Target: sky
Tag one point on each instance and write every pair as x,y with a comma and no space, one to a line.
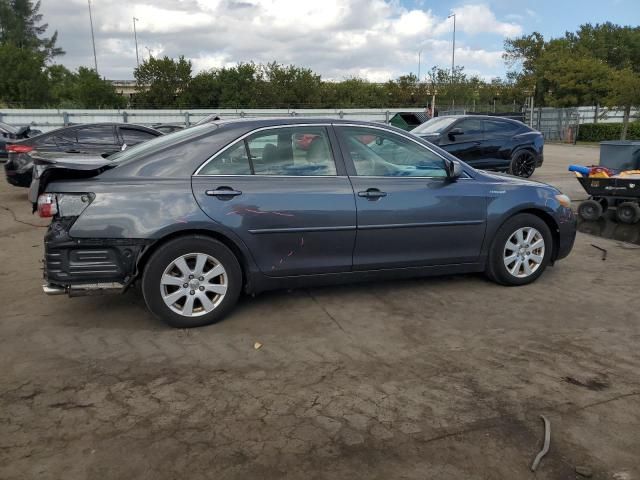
373,39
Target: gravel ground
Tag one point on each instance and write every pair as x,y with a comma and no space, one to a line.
431,378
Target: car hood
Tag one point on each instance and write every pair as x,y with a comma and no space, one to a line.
505,178
429,137
50,167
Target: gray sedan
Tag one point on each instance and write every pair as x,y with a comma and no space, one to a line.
199,216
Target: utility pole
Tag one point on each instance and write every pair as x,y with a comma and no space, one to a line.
135,36
93,39
453,49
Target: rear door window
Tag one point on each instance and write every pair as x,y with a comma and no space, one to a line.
498,127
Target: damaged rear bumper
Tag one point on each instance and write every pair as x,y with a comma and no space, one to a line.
85,266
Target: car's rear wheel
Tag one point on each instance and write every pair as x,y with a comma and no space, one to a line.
523,164
520,251
191,281
628,212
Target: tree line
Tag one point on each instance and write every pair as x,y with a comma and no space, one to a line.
597,64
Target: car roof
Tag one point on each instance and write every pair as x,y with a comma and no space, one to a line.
35,138
485,117
275,121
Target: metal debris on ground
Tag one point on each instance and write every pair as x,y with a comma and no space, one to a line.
603,250
545,447
584,471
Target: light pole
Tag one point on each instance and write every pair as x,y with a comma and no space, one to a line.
453,49
135,36
93,39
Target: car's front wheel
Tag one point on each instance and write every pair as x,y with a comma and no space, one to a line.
191,281
523,164
520,251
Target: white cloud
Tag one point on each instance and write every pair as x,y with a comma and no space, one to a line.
375,39
478,18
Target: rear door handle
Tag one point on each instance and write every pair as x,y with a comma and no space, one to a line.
223,192
372,194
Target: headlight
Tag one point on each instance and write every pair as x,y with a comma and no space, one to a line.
563,200
63,204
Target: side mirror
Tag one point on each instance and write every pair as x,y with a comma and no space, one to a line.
455,131
454,170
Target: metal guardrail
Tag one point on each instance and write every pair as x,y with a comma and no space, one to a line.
46,120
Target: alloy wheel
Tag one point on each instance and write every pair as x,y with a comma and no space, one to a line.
194,284
524,164
524,252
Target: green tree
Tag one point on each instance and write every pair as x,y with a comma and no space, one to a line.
203,90
91,91
20,25
575,69
291,86
161,82
624,92
241,86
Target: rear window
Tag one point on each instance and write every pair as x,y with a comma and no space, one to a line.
133,136
159,143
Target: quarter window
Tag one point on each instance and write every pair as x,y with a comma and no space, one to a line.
233,161
471,126
100,135
385,154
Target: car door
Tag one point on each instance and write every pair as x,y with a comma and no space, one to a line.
291,204
96,139
131,136
408,211
467,145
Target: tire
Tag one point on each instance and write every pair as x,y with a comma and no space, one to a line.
535,258
628,212
523,163
208,269
590,210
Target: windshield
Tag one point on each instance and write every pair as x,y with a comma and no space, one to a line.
160,142
8,128
435,125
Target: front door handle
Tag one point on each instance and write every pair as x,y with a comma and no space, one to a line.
223,192
372,194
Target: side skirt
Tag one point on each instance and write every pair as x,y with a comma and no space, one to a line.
262,283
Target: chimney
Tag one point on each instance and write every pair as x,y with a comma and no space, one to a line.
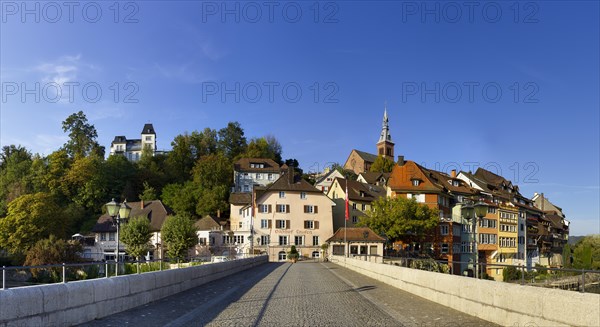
290,173
400,160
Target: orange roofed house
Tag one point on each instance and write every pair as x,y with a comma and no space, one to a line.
436,190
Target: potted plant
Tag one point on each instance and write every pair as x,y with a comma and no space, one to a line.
293,254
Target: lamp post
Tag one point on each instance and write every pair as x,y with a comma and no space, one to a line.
471,213
118,212
480,212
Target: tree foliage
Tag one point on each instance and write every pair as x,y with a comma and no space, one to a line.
232,142
136,235
586,254
30,218
382,165
179,234
400,218
82,137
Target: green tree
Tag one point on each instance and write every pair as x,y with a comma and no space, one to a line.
400,219
50,251
264,147
30,218
86,183
182,198
179,234
149,193
136,235
15,167
82,137
213,170
382,165
211,201
232,141
586,254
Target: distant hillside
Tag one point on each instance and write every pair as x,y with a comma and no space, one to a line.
574,239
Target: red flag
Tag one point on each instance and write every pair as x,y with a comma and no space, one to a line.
347,211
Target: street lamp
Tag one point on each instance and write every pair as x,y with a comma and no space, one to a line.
480,212
118,212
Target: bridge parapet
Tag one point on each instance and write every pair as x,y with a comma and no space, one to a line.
81,301
501,303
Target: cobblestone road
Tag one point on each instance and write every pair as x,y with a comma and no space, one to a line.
301,294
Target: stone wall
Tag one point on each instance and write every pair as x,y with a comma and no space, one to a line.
501,303
81,301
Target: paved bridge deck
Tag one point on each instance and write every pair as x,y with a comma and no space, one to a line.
285,294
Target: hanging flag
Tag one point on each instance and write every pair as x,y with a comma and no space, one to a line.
347,211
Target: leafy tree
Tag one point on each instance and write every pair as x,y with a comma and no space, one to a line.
50,251
53,250
382,165
120,175
264,147
82,137
210,201
136,235
213,170
15,168
149,193
182,198
400,219
179,234
86,183
586,254
232,141
30,218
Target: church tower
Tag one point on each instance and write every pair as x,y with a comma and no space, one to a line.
385,146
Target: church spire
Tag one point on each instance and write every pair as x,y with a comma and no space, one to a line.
385,145
385,128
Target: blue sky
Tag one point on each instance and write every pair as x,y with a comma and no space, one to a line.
510,86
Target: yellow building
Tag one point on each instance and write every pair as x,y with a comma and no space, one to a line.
508,227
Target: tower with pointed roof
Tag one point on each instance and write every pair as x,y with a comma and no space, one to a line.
385,145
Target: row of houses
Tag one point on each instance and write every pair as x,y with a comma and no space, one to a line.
272,209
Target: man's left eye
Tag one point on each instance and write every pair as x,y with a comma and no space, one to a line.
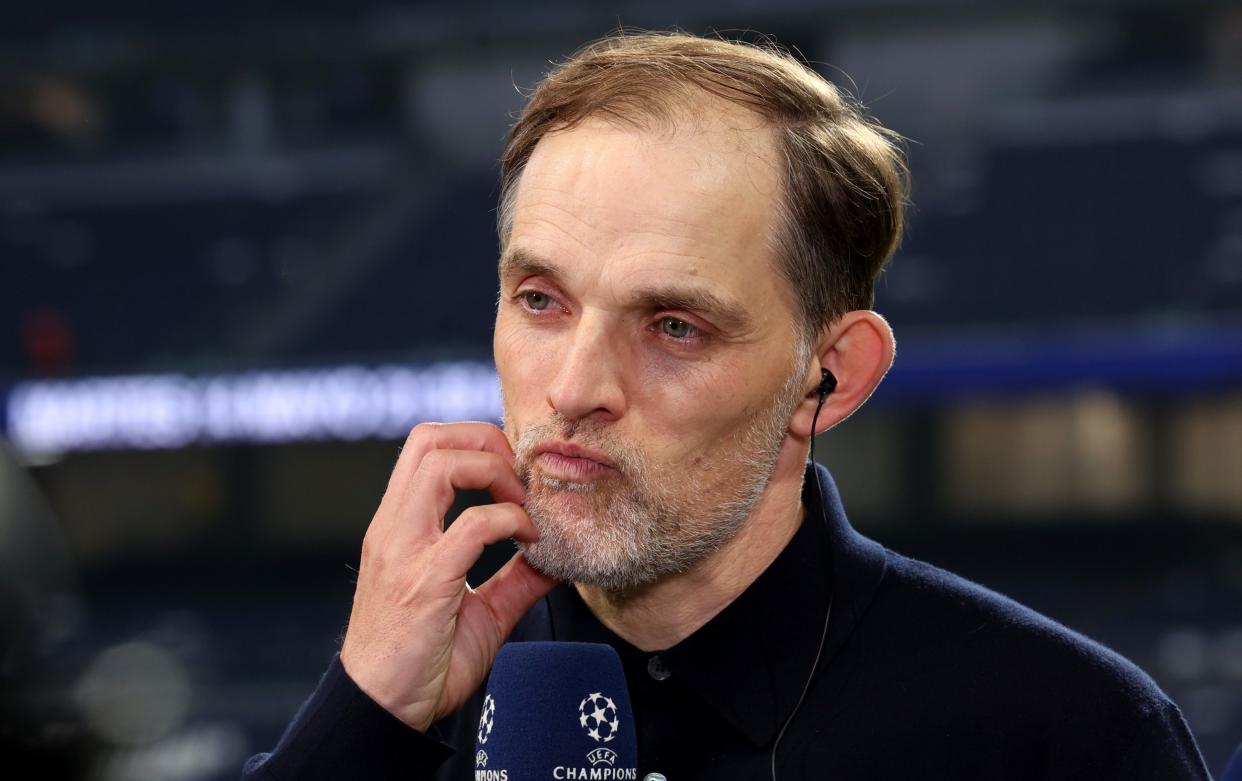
677,329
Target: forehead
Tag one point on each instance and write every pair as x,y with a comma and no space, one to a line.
697,198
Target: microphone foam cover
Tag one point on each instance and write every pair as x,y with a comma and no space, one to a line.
557,712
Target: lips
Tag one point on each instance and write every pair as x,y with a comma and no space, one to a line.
571,462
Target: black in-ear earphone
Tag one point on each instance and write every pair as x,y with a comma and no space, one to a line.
827,384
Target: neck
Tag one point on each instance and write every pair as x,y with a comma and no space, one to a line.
665,612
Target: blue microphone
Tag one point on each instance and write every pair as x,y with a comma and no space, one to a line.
557,710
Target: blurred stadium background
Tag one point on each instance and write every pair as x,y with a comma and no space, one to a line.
246,248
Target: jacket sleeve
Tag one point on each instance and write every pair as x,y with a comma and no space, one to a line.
1164,750
340,733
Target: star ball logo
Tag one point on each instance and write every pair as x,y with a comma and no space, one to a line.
487,720
598,714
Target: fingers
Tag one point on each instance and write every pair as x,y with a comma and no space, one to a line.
419,510
426,437
478,527
511,592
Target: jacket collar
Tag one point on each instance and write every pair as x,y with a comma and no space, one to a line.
752,661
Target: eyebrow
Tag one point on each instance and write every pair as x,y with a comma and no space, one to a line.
723,313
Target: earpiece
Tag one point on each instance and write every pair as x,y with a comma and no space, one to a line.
827,384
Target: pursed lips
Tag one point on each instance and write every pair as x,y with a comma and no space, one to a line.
571,462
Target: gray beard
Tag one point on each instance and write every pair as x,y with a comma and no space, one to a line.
637,530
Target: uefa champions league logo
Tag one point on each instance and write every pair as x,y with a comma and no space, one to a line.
487,720
598,714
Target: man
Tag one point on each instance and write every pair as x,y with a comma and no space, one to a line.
691,231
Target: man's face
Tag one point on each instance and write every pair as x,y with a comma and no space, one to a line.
646,344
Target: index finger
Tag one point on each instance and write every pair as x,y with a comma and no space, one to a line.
426,437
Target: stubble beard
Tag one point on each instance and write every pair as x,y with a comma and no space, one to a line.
631,528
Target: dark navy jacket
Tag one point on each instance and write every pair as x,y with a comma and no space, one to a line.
922,676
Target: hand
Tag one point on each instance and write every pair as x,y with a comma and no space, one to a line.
420,640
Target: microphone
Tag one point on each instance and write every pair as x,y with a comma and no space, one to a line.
557,710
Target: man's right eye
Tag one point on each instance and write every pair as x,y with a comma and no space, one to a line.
537,301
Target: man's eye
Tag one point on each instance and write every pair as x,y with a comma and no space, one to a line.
537,301
677,329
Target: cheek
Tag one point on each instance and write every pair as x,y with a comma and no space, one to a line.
524,360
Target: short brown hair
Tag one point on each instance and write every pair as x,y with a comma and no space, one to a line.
846,181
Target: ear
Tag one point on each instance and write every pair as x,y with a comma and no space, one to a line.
858,350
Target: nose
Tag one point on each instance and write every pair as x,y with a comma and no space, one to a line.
589,380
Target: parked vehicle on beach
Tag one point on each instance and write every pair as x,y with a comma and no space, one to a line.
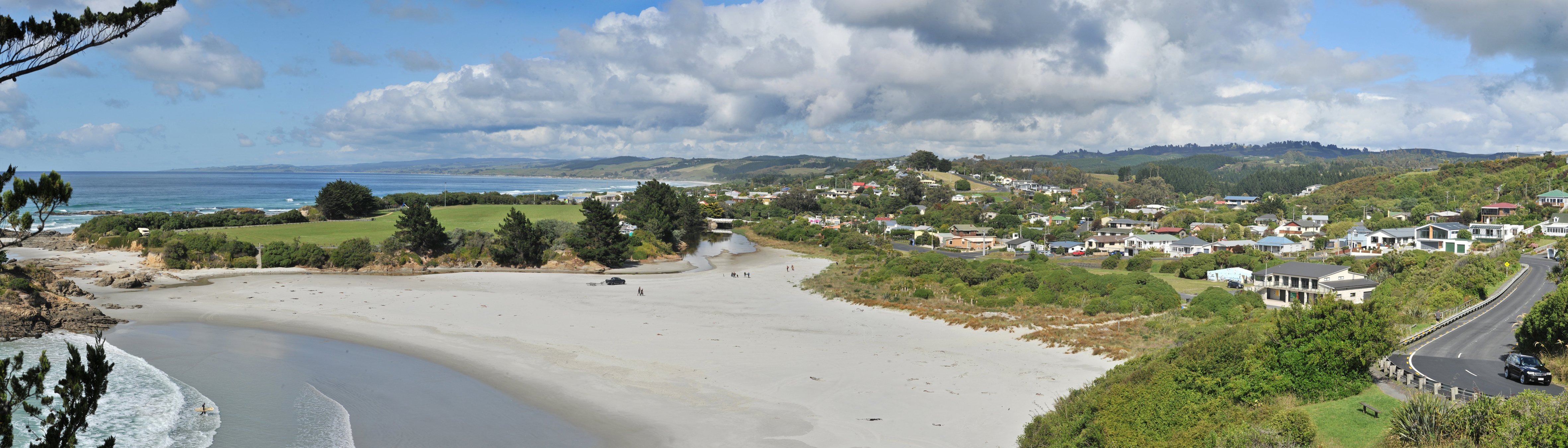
1526,369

^^^^

__SET PROBLEM__: Render everything from the line containing "Target: parked vehicle on beach" down to the end of the material as a Markdown table with the columns Row and Material line, omitting blank lines. Leave the pictures out.

__ANSWER TO THE TASK__:
| Row | Material line |
|---|---|
| 1 | Target: parked vehicle on beach |
| 2 | Tag one point on each instance and write every pair as x,y with a comma and no space, one to a line. |
| 3 | 1526,369 |